-- EXERCISE DETAILS --
Exact repetition of the data below is required.

-- DATASET RECORDS --
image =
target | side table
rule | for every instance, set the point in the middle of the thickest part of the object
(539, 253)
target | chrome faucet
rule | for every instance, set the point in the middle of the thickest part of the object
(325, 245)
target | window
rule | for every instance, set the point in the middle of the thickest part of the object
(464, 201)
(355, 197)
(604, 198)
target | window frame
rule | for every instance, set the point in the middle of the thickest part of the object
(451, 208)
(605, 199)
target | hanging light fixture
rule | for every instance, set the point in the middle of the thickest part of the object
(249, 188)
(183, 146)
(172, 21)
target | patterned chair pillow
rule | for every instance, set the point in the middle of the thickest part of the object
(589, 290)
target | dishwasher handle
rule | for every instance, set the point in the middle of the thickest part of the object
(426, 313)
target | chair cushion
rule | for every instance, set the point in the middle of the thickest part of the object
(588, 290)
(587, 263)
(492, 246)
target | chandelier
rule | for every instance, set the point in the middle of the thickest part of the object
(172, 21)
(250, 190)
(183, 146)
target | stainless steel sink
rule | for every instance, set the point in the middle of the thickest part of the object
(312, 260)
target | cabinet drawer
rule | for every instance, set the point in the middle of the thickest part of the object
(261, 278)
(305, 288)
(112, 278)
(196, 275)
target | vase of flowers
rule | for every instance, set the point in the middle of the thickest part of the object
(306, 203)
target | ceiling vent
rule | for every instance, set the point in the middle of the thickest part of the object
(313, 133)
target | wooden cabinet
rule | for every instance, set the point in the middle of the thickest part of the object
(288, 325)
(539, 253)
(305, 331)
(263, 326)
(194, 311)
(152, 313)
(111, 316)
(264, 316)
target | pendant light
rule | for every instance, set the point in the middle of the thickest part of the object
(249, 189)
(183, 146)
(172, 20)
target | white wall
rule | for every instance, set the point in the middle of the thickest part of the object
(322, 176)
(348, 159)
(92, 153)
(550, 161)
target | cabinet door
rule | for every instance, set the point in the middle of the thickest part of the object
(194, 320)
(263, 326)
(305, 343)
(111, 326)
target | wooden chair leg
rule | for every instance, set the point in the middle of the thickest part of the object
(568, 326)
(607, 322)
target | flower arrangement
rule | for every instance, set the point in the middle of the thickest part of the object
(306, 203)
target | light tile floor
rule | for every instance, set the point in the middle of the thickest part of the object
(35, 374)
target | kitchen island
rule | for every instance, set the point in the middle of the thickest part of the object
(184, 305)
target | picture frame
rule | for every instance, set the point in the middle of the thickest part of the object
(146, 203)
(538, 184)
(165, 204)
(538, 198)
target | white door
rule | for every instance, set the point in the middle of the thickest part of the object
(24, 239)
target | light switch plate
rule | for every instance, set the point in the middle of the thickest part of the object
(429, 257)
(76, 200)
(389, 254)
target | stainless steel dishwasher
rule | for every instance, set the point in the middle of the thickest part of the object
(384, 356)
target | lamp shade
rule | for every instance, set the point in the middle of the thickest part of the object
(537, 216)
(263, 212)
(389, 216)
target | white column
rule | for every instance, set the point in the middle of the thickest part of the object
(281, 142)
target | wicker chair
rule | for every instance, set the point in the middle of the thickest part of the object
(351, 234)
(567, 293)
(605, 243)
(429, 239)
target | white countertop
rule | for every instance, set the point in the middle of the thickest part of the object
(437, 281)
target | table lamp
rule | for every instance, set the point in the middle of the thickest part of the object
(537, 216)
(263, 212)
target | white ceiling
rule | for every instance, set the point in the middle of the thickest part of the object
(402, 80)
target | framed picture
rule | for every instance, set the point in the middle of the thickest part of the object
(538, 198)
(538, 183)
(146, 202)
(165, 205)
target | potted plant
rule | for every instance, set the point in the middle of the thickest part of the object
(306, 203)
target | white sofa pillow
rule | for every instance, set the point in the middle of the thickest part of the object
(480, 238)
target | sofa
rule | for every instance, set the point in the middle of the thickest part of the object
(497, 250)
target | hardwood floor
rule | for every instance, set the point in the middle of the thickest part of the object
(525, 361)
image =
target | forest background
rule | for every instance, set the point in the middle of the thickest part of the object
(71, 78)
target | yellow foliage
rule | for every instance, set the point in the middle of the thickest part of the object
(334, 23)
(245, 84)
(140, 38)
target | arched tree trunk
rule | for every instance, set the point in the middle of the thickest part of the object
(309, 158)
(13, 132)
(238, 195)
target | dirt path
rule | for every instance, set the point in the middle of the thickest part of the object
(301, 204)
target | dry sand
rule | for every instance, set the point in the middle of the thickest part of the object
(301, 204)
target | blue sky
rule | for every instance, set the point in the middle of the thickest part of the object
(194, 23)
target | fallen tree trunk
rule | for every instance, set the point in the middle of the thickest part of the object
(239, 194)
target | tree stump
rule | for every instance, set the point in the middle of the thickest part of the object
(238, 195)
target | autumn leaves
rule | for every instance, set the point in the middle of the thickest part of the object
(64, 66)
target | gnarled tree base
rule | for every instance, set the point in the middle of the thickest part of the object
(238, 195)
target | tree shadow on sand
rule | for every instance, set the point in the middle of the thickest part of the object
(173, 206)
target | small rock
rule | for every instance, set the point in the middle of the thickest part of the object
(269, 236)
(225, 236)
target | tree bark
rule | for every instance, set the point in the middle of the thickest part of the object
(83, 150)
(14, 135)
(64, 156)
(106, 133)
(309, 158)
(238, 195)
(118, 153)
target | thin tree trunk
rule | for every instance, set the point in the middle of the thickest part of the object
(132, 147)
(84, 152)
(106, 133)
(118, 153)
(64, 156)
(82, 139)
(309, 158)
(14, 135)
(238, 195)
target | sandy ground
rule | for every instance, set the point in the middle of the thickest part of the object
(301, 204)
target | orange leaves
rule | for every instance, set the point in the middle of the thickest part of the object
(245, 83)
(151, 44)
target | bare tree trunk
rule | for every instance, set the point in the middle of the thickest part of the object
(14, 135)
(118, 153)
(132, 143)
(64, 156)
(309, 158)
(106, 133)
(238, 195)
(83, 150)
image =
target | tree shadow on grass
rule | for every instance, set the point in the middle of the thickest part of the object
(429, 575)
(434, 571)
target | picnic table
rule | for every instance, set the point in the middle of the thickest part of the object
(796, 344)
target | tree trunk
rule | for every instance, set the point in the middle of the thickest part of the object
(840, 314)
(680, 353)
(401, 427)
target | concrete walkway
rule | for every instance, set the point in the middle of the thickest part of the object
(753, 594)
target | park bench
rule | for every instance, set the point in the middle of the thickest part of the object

-- SOLUTION TO THIS EXERCISE --
image =
target | side table
rule | for every instance, set the point in the middle of the thickest part of the object
(539, 253)
target | chrome faucet
rule | for every instance, set the point in the middle of the thickest part of the object
(325, 245)
target | window
rule | for every instance, set the point in the middle of the thickest part of the object
(464, 201)
(355, 197)
(604, 198)
target | window frame
rule | for every instance, set the point in the middle of the thickest part of the object
(451, 208)
(605, 199)
target | hanging light fixture
rule | for every instance, set the point in the middle of the thickest part of the object
(249, 188)
(183, 146)
(172, 21)
target | patterned chair pillow
rule | for every instance, set the point in the middle of the thickest part of the object
(589, 290)
target | dishwasher handle
rule | for every instance, set the point in the middle of the thickest part of the object
(426, 313)
target | chair cushion
rule | for every instance, set the point in the middle of the thickest part of the object
(588, 290)
(587, 263)
(492, 246)
target | chandelier
rule | for every instance, set the point in the middle of the thickest part of the object
(172, 21)
(250, 190)
(183, 146)
target | stainless steel sink
rule | for every instance, set the point in the middle of the thickest part of the object
(312, 260)
target | cabinet drawer
rule | for every instance, set the point in the middle of the thickest part of the object
(261, 278)
(305, 288)
(112, 278)
(196, 275)
target | vase of flowers
rule | for every instance, set the point in the middle of the thickest part of the object
(306, 203)
target | ceiling vent
rule | for every instance, set the point in the middle of the thickest part of the object
(313, 133)
target | wooden cabinet
rule | for every instance, set the point in the middle of the thickest part of the object
(288, 325)
(539, 253)
(305, 331)
(263, 326)
(194, 311)
(152, 313)
(111, 316)
(264, 316)
target | pendant light
rule | for every instance, set the point in the middle of the thickest part of the object
(249, 189)
(183, 146)
(172, 20)
target | white wall
rule | for every instance, set the point in the middle of the thickest part of the object
(322, 176)
(348, 159)
(92, 153)
(550, 161)
target | cabinet door
rule | for every instance, set the point in the middle of the thickest part of the object
(194, 320)
(263, 326)
(305, 343)
(111, 326)
target | wooden chair leg
rule | for every instance, set the point in the middle of the thickest part of the object
(568, 326)
(607, 322)
target | flower arrangement
rule | for every instance, set the point in the middle of the thickest part of the object
(306, 203)
target | light tile floor
rule | for every instance, set the point in the middle of the thickest part of the object
(35, 374)
target | kitchen island
rule | for every instance, set the point in the middle of the thickest part of the object
(184, 305)
target | picture frame
rule | for every instance, set the point in the middle of the thickest part of the object
(146, 203)
(538, 184)
(165, 204)
(538, 198)
target | white door
rule | for every instance, set the point in the middle of the thickest part of the object
(24, 239)
target | light switch plate
rule | for every instance, set the point in the middle of the thickest part of the object
(429, 257)
(76, 200)
(389, 254)
target | stainless steel dishwasher
rule | for every instance, set the point in the middle of the thickest part of the object
(384, 356)
target | lamp shade
rule | for every instance, set the point in the middle of the thickest part of the object
(537, 216)
(263, 212)
(389, 216)
target | white column
rule | for every instance, set the point in the middle of the thickest part of the object
(281, 142)
target | wicker chair
rule | for every instance, set the point in the middle of the thickest part of the object
(351, 234)
(567, 293)
(605, 243)
(429, 239)
target | white countertop
rule | for every instance, set the point in the middle of the thickest part of the object
(437, 281)
target | table lamp
rule | for every instance, set the point in the middle of the thickest part of the object
(537, 216)
(263, 212)
target | white ceiling
rule | for every instance, set the point in the middle of the thickest part of the object
(402, 80)
target | framed picture
rule | for every instance, set the point in the middle of the thickest part of the object
(538, 198)
(538, 183)
(146, 202)
(165, 205)
target | potted plant
rule | for every instance, set the point in the middle of the thickest part of the object
(306, 203)
target | white sofa pillow
rule | for every instance, set the point in the middle of the thickest part of the object
(480, 238)
target | sofa
rule | for every instance, set the point in the middle of the thickest part of the object
(497, 250)
target | hardwood floor
rule | for every instance, set the point in the middle of the thickest part of the object
(525, 361)
image =
target | forest background
rule | for every instance, set the point in the middle of the thickest part of the object
(71, 78)
target | yellow foliage
rule | for every instance, set the point in the middle of the thickest part of the object
(334, 23)
(245, 84)
(140, 38)
target | arched tree trunk
rule | for every instance, set the point in the middle of the thickest part of the object
(309, 158)
(13, 132)
(238, 195)
target | dirt path
rule | for every instance, set the point in the middle of the thickest part of the object
(301, 204)
target | dry sand
rule | for every instance, set the point in the middle of the thickest part of the object
(301, 204)
target | blue sky
rule | for every instance, set the point in the middle of the thickest part of the object
(194, 23)
target | fallen tree trunk
rule | for every instance, set the point in the middle of the thickest part of the object
(239, 194)
target | tree stump
rule | for every instance, set the point in the middle of the thickest part of the object
(238, 195)
target | autumn leaves
rule | for every instance, set the point in the middle of the thickest part of the object
(64, 66)
target | gnarled tree base
rule | for every instance, set the point in the middle of the thickest part of the object
(238, 195)
target | tree shadow on sand
rule | for every instance, set the point in the middle of the thickest part of the object
(173, 206)
target | small rock
rule | for every instance, set the point in the middle of the thickest part of the object
(269, 236)
(225, 236)
target | tree bark
rule | for every instance, set the point in the middle of the thickest part of the object
(83, 150)
(14, 135)
(64, 156)
(106, 133)
(309, 158)
(238, 195)
(118, 153)
target | thin tree trunk
rule | for every instance, set the point in the middle of the thickest part of the object
(132, 147)
(84, 152)
(106, 133)
(118, 153)
(64, 156)
(82, 139)
(309, 158)
(14, 135)
(238, 195)
target | sandy ground
rule | for every instance, set the point in the middle of the thickest part of the object
(301, 204)
target | orange leaves
rule | for every instance, set the point in the middle of the thickest part of the object
(245, 83)
(151, 44)
target | bare tree trunk
rule | for every instance, set the point in the middle of the thickest part of the object
(14, 135)
(118, 153)
(132, 143)
(64, 156)
(309, 158)
(106, 133)
(238, 195)
(83, 150)
image =
target | tree shadow on grass
rule | for every instance, set the point in the middle of the thickest part of the object
(429, 575)
(434, 571)
target | picnic table
rule | for every instance, set the point in the middle of the thickest part of the object
(796, 344)
target | tree trunk
rule | for every instance, set the point in the middle of the thickest part of the object
(840, 314)
(680, 353)
(401, 427)
target | concrete walkway
rule | for every instance, set the point in the middle of the thickest part of the object
(753, 594)
target | park bench
rule | for every instance, set the point in the middle of the thickest part of the object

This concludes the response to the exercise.